┌─ Reading passage

Sunday, July 16, 2023

Sower troubled

It's been a week for the parable of the sower! Thanks to someone's not being able to use their tickets, I managed to see Toshi Reagon and Bernice Johnson Reagon's "community opera" of Octavia Butler's Parable of the Sower at Lincoln Center on Thursday - a thumping revival-like gathering weaving every kind of African American traditional music into the story of Butler's prescient novel, 30 years old this year and never more relevant.

And in church today, the lectionary gave us the parable which gave Butler her title, in Matthew's version - with a significant omission.
The parable appears in all the synoptic gospels, and in the Gospel of Thomas, so it was clearly thought important by the early church. As our rector explained, that's perhaps because this is a "meta" parable - a parable about parables, a teaching about teachings. The same message can be shared with all, but only a few will get it or keep it. 

In one sense, the parable is straightforward and surely true, as anyone who's ever tried to communicate anything knows. But it seems at odds with the messages of at least some of Jesus' other parables, like the one about the good shepherd who loses no sheep from his flock. Shouldn't the sower know the ground and work, till and weed it to make all of it receptive, instead of wasting his seed and blaming the earth?

└─
┌─ Provided material

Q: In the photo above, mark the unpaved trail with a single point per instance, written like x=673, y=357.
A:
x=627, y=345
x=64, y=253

└─

Task requirements => In the post on the parable of the sower, list each thing the writer asks whether the sower should do to the ground.

The result =>
- Know it
- Work it
- Till it
- Weed it